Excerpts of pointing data
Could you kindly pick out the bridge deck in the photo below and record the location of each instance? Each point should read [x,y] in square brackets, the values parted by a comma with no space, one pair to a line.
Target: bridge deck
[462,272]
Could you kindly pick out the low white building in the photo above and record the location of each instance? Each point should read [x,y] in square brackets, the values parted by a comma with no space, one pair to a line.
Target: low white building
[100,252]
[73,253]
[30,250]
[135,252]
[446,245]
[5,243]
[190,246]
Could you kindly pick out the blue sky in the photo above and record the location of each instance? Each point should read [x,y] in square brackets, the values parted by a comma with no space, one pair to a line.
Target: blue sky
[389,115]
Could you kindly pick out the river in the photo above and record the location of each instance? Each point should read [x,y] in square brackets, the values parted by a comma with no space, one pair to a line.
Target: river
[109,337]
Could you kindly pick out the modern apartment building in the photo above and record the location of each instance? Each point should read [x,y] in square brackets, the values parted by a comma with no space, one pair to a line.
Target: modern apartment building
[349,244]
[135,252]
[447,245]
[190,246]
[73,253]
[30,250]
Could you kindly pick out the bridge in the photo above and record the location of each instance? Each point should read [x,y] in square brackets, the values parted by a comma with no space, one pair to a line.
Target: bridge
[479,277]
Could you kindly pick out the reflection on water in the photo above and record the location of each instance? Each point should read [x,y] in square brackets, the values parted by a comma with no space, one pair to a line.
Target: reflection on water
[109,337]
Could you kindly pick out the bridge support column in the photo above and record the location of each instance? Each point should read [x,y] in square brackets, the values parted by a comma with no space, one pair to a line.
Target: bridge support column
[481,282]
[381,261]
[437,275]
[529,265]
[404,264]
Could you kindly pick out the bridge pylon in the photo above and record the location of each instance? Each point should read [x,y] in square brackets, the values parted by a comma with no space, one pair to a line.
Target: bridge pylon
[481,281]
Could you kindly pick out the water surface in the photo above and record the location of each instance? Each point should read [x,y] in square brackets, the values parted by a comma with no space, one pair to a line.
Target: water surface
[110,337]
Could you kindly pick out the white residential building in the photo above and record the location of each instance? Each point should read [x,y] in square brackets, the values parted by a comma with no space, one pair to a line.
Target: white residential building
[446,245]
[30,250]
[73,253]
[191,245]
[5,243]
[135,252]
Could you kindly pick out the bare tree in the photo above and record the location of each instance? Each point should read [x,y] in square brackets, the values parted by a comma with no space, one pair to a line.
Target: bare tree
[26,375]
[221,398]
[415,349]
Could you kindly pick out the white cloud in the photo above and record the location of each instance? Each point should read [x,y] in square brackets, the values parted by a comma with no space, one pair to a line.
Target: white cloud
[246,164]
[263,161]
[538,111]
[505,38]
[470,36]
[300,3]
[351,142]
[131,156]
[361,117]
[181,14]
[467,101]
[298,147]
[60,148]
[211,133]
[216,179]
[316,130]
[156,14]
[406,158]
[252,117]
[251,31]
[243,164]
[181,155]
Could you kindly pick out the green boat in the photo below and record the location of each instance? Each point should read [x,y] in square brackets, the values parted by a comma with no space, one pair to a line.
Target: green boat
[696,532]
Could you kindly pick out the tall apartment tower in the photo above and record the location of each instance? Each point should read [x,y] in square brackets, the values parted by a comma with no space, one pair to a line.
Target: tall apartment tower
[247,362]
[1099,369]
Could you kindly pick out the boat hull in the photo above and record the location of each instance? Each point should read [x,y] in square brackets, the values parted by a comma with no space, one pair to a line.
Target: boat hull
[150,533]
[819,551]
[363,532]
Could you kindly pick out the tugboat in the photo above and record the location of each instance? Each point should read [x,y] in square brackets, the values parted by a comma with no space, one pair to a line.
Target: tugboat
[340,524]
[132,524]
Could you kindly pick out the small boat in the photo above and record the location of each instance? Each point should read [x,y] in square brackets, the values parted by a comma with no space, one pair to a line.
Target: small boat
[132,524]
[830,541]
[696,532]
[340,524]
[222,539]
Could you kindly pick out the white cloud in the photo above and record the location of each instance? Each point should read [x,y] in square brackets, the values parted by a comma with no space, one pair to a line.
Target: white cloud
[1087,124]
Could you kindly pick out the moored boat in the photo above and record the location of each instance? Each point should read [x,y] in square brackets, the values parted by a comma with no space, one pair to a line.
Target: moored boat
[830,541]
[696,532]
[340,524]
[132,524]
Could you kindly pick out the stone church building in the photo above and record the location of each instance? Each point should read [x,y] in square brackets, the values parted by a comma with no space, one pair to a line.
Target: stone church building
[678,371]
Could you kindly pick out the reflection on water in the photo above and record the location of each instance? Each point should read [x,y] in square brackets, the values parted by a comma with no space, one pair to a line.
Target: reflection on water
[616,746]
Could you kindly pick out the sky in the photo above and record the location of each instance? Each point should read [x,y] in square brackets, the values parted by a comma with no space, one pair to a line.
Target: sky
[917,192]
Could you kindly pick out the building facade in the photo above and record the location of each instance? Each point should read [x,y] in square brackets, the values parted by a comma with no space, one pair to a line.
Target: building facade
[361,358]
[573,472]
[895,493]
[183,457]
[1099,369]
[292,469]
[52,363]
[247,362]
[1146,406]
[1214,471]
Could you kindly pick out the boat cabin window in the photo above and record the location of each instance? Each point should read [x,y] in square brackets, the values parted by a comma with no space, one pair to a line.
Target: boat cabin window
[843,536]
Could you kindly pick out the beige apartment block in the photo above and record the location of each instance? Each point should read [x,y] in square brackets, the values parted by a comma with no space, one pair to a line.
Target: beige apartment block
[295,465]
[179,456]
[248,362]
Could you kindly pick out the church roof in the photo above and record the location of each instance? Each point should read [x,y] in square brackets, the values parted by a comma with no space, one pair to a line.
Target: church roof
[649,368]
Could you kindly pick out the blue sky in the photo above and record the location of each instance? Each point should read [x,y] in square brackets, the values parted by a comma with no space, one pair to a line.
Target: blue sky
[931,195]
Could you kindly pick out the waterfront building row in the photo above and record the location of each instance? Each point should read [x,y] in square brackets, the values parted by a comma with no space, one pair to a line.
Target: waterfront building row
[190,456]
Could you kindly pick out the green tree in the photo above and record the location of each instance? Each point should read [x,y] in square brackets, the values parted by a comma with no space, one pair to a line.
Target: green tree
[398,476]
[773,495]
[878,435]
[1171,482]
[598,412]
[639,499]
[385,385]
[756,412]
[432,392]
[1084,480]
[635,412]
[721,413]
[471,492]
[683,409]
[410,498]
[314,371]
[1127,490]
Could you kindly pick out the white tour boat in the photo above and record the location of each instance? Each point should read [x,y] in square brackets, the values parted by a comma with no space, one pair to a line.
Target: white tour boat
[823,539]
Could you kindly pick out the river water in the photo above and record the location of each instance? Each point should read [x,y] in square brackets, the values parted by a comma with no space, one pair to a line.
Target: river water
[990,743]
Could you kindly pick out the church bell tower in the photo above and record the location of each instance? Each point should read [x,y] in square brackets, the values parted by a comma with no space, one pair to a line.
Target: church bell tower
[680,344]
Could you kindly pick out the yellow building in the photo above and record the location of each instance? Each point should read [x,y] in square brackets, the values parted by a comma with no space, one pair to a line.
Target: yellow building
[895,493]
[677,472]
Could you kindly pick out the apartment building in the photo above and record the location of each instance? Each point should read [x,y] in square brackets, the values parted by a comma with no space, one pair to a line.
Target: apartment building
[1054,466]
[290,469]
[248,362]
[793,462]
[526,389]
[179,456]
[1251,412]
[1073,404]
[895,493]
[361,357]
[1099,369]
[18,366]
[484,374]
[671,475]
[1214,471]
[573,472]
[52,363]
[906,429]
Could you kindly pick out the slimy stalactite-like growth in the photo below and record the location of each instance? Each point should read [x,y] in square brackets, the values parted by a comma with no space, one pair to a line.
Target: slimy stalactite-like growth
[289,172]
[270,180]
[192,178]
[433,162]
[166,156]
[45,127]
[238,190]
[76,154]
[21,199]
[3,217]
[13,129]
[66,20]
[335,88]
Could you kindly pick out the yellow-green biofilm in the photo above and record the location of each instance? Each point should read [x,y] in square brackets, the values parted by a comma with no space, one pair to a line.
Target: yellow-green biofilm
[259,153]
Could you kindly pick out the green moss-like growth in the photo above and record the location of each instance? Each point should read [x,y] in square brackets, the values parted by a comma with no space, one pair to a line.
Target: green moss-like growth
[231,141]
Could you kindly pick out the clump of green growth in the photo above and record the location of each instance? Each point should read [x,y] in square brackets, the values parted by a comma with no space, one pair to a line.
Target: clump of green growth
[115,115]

* [WRITTEN INSTRUCTION]: Only the lines from the one containing "Could you kindly pick out the yellow-green" through the end of the material should be reproduced, exactly, with both ends included.

* [TASK ANSWER]:
Could you kindly pick out the yellow-green biofilm in the photo above and record the location of each instance? Each point should read [x,y] in square brackets, the values parted by a comma with no space, one pair to a line.
Target: yellow-green biofilm
[259,153]
Could you kindly pick out the green moss-like growth in the photo above and record the location of each instance? Each point should read [x,y] in square brackets, the values parted by a comma with no space, one pair to a line.
Target: green moss-like growth
[231,141]
Could you kindly pick out the clump of green growth in the photo above and record the location of each instance? Each point should read [x,y] in square brackets, the values parted by a comma with no space, one pair to a line.
Target: clump of green growth
[115,115]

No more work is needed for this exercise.